Pointing dataset records:
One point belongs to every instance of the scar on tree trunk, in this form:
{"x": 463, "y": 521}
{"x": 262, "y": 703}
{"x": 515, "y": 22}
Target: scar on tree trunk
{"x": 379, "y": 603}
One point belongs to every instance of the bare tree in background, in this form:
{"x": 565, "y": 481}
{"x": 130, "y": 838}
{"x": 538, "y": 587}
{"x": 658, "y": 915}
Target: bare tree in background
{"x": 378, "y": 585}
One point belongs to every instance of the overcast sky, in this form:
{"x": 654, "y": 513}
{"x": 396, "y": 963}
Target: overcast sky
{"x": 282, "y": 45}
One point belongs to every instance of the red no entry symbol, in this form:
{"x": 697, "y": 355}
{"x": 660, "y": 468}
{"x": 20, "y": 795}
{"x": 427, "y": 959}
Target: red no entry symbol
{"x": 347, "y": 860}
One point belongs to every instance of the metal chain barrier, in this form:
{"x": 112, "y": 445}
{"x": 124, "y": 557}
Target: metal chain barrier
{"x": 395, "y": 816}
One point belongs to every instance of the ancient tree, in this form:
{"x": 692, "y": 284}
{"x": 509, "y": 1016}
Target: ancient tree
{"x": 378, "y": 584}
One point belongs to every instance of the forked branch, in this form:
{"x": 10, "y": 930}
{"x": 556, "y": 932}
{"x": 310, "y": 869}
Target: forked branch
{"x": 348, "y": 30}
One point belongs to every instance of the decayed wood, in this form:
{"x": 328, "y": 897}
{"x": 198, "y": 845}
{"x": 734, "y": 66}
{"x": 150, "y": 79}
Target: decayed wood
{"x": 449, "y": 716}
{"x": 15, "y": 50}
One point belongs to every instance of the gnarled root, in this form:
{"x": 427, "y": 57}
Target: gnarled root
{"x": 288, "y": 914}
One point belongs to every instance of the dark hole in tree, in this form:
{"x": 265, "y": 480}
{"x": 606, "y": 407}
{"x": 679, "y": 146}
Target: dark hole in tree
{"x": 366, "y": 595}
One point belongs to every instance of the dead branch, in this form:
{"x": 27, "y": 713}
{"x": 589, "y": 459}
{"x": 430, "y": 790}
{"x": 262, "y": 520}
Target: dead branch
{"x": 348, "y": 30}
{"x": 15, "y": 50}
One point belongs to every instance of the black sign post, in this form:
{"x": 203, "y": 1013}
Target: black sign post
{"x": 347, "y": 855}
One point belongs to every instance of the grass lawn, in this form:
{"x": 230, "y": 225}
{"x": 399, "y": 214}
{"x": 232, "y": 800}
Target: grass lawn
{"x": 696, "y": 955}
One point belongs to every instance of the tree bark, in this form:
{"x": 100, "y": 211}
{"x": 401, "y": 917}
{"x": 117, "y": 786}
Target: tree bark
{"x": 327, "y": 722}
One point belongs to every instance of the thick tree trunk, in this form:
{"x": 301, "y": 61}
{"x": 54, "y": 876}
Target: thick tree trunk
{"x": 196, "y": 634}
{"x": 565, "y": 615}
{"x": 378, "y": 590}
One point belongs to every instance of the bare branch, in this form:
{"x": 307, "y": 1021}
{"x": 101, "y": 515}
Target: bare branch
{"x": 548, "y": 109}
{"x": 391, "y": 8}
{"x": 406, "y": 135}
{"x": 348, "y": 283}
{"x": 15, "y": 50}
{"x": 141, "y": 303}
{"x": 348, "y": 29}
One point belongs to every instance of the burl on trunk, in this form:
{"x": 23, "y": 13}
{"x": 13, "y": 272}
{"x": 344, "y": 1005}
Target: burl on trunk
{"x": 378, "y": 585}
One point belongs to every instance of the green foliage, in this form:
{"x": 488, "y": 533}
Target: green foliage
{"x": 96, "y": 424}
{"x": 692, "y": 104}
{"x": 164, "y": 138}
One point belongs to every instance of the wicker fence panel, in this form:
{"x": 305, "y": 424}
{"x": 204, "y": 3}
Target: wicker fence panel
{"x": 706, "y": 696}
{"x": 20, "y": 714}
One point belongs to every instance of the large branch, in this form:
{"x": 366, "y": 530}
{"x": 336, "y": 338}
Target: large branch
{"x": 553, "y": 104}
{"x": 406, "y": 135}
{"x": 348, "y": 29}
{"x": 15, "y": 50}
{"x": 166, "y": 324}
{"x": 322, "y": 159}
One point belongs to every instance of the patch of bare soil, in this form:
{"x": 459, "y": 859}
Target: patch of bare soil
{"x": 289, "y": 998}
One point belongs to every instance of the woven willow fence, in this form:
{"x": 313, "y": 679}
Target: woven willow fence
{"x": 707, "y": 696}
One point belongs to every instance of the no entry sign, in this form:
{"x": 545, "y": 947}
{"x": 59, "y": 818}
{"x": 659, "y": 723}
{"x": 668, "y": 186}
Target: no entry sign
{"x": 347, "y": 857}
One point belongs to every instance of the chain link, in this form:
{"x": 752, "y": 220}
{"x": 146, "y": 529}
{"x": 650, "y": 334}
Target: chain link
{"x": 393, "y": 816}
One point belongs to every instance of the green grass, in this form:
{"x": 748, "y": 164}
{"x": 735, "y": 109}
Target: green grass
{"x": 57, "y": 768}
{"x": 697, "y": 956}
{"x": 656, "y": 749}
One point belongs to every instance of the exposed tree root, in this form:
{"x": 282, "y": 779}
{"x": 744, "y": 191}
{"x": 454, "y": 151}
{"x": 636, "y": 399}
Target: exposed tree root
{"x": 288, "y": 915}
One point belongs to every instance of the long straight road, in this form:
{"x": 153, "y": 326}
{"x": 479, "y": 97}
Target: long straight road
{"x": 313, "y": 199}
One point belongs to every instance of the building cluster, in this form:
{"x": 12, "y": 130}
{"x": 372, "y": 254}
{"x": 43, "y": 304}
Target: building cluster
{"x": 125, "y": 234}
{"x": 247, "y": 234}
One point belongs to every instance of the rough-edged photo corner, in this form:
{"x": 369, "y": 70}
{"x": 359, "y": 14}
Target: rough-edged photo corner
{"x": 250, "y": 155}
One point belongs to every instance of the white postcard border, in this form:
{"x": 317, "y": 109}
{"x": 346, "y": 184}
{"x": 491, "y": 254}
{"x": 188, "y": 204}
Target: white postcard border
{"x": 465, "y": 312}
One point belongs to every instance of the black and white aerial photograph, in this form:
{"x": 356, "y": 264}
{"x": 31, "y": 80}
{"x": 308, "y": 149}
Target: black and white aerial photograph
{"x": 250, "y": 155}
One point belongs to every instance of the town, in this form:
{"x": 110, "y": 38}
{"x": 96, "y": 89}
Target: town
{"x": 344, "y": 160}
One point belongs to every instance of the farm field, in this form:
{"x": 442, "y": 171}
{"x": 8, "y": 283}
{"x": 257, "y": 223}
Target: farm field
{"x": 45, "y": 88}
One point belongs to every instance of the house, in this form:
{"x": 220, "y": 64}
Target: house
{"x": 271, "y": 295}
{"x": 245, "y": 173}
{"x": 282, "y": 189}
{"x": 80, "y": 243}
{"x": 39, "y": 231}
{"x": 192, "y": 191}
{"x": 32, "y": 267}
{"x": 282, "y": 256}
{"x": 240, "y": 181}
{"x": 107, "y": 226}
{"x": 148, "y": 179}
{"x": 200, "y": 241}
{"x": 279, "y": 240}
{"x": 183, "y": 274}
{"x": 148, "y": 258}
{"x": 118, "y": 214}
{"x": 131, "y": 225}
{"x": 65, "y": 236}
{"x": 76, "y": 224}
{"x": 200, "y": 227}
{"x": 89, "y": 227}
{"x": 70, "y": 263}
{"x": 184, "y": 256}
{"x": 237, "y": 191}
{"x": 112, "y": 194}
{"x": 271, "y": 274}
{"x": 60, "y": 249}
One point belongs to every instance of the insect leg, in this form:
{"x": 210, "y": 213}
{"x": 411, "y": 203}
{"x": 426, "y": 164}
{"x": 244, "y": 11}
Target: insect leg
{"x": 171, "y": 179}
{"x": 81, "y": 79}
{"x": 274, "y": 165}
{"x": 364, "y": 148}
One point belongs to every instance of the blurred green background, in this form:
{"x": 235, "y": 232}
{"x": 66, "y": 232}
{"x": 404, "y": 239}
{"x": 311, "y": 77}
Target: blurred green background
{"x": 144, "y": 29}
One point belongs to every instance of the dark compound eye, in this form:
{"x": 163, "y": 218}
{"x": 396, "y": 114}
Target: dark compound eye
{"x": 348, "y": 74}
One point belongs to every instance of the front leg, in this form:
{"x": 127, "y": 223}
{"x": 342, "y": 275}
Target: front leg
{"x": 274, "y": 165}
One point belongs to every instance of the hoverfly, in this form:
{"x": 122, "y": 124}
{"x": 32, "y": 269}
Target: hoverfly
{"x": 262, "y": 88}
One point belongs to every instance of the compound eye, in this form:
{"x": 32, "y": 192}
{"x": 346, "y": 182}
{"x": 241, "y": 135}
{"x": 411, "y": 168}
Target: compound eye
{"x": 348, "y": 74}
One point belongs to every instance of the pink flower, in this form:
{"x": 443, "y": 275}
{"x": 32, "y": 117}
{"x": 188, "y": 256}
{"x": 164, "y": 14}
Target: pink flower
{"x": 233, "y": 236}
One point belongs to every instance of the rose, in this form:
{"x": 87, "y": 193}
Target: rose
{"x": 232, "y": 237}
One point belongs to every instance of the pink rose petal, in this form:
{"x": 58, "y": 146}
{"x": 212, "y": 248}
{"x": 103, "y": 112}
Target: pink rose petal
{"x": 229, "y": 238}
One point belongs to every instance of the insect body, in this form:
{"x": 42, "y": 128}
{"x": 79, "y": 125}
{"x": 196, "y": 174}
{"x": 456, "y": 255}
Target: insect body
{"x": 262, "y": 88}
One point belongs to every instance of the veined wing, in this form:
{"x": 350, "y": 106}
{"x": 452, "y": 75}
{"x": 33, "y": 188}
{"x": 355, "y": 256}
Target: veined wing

* Prompt: Lines from the one containing "One point belongs to every instance of the hoverfly, in" through the final line are to be given again verbatim, with nothing before or after.

* Exercise result:
One point belongs to every instance of the hoverfly, in this form:
{"x": 122, "y": 124}
{"x": 32, "y": 269}
Target: hoverfly
{"x": 262, "y": 88}
One point belongs to every instance of the compound eye, in this form:
{"x": 32, "y": 192}
{"x": 346, "y": 182}
{"x": 241, "y": 135}
{"x": 411, "y": 168}
Target: compound eye
{"x": 348, "y": 74}
One point belongs to every instance of the pink flower, in this form:
{"x": 443, "y": 275}
{"x": 32, "y": 117}
{"x": 188, "y": 256}
{"x": 164, "y": 14}
Target: pink flower
{"x": 233, "y": 236}
One point belongs to every instance of the rose, in this form:
{"x": 87, "y": 193}
Target: rose
{"x": 232, "y": 237}
One point belongs to every instance of the pink rose petal, in this form:
{"x": 58, "y": 146}
{"x": 212, "y": 248}
{"x": 103, "y": 112}
Target: pink rose petal
{"x": 229, "y": 238}
One point belongs to every instance of the insect body, in this form:
{"x": 42, "y": 128}
{"x": 79, "y": 125}
{"x": 196, "y": 174}
{"x": 456, "y": 255}
Target: insect body
{"x": 262, "y": 88}
One point belongs to every instance of the veined wing, in this form:
{"x": 350, "y": 106}
{"x": 452, "y": 75}
{"x": 33, "y": 188}
{"x": 355, "y": 256}
Target: veined wing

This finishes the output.